**Page text:**
»»

Beautiful bike. What kind of bars are you using? Flat, riser, sweep, carbon, alu?

Thanks.


----------



## singlecross

the pope said:


> Beautiful bike. What kind of bars are you using? Flat, riser, sweep, carbon, alu?
> 
> Thanks.


The bars are old aluminium Zoom Brahma MTB bars. Essentially bullhorns, flat with integrated bar ends.

singlecross


----------



## Streetking

Back to the good old 90es.... still a nice ride


----------



## RichP

Here's my Uncle John crosser; It's an aluminium frame (from the UK), Hayes disc brakes, Winwood carbon forks and carbon flat bars. Works really well, but not tried it with drop bars yet. Hope the image appears as well!


----------



## pretender

That's a really nice bike. Is there a way of removing those canti posts?


----------



## RichP

Thanks! The canti posts on the rear seat stays scew out no problem. Not sure about the posts on the Winwood carbon fork, had a go but they seemed a little stiff so I erred on the side of caution! Had visions of cracking carbon fibre!


----------



## Race

Here's a flat bar cyclecross bike I just put together. Don't have any intention of racing. I just wanted a fast bike for around town and light trail use. I have a Voodoo Canzo 29er to handle the rough stuff!!!

««

**Aim 1:** Could you transcribe the forum thread starting at "Thanks! The canti" and ending at "cracking carbon fibre!"?
**Aim 2:** What kinds of bars does the opening post of the forum thread ask about?

**Material shown:**
»»

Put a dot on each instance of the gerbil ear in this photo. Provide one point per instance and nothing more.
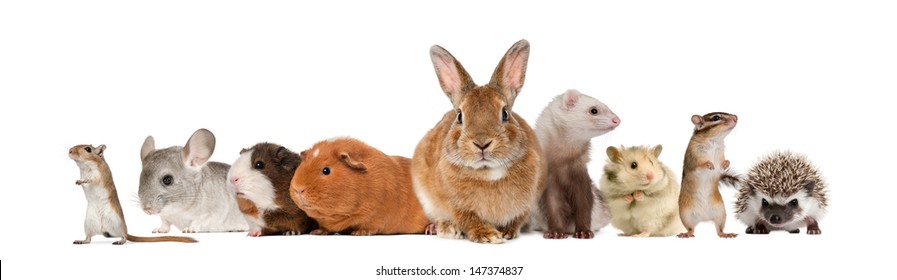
(357, 165)
(698, 121)
(149, 145)
(511, 71)
(614, 154)
(199, 148)
(570, 98)
(656, 150)
(453, 79)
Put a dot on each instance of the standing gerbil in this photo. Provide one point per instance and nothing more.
(571, 203)
(261, 177)
(705, 166)
(349, 187)
(783, 191)
(641, 191)
(104, 213)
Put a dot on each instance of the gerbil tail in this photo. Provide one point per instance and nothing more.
(161, 239)
(730, 178)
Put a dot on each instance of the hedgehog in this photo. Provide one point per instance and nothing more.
(783, 191)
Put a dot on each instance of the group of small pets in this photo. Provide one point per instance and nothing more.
(481, 173)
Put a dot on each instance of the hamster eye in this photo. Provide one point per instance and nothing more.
(167, 179)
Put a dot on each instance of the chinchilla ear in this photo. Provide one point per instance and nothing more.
(511, 71)
(198, 149)
(453, 79)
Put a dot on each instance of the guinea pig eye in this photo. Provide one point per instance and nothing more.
(167, 179)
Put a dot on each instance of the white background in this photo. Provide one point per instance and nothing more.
(811, 76)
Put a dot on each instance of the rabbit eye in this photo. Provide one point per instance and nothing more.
(167, 180)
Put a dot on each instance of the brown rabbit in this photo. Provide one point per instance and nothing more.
(480, 171)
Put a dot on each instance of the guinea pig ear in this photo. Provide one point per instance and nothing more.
(357, 165)
(149, 145)
(199, 148)
(453, 79)
(511, 71)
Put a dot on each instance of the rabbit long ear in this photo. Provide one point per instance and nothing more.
(199, 148)
(452, 77)
(511, 71)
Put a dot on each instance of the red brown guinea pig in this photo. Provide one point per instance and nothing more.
(352, 188)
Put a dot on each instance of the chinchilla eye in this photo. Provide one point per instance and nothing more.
(167, 180)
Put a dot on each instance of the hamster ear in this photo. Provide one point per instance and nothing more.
(199, 148)
(656, 150)
(357, 165)
(453, 79)
(100, 150)
(511, 71)
(149, 145)
(698, 121)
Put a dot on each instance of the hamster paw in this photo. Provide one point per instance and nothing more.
(587, 234)
(554, 235)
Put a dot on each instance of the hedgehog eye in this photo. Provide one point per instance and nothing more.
(167, 180)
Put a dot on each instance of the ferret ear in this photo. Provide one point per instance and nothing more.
(614, 154)
(357, 165)
(698, 121)
(100, 150)
(149, 145)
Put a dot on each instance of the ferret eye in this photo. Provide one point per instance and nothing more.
(167, 180)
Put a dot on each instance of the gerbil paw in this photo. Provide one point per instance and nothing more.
(486, 235)
(638, 196)
(554, 235)
(586, 234)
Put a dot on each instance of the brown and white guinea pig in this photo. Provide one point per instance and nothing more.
(349, 187)
(261, 178)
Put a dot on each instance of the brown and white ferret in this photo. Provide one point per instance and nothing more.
(705, 166)
(104, 213)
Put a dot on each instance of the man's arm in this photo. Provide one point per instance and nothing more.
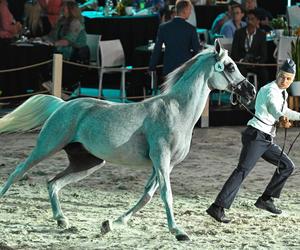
(156, 51)
(195, 42)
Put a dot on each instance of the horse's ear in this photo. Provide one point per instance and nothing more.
(218, 46)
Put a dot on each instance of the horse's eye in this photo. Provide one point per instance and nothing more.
(230, 67)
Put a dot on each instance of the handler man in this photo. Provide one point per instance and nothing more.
(257, 140)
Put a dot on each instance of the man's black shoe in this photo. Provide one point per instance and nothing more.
(267, 205)
(217, 213)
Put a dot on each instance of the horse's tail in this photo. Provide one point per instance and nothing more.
(31, 114)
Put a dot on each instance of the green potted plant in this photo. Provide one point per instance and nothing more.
(128, 4)
(295, 55)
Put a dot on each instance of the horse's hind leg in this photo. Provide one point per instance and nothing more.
(36, 156)
(150, 189)
(82, 164)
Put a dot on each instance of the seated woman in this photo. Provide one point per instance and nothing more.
(69, 33)
(51, 8)
(37, 23)
(9, 28)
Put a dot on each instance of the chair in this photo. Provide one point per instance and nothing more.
(112, 60)
(93, 44)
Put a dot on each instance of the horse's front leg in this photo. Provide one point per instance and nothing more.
(160, 157)
(150, 189)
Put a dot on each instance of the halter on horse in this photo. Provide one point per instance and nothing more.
(155, 133)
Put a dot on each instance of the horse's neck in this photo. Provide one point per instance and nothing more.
(191, 97)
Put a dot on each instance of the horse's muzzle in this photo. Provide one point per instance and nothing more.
(246, 90)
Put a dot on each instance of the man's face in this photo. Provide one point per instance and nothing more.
(250, 4)
(252, 20)
(284, 79)
(237, 14)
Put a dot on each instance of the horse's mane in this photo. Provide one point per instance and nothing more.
(174, 76)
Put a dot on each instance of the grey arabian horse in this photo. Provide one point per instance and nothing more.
(154, 133)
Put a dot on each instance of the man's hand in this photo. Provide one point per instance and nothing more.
(284, 122)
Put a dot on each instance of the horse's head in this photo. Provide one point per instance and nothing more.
(226, 76)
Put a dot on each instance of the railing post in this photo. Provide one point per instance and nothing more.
(57, 75)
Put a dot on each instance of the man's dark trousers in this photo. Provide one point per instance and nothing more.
(256, 144)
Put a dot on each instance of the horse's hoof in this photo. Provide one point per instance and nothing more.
(182, 237)
(105, 227)
(63, 223)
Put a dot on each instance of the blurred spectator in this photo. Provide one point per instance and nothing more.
(249, 45)
(192, 18)
(38, 24)
(228, 29)
(168, 14)
(16, 7)
(69, 33)
(9, 27)
(51, 8)
(222, 18)
(264, 15)
(179, 37)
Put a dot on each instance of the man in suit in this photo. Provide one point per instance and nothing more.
(249, 45)
(258, 142)
(179, 37)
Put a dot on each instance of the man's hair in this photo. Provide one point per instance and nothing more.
(238, 6)
(181, 5)
(231, 3)
(254, 12)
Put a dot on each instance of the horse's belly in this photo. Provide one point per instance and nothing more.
(132, 152)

««

**Full solution 1:**
Thanks! The canti posts on the rear seat stays scew out no problem. Not sure about the posts on the Winwood carbon fork, had a go but they seemed a little stiff so I erred on the side of caution! Had visions of cracking carbon fibre!

**Full solution 2:** Flat, riser, sweep, carbon, alu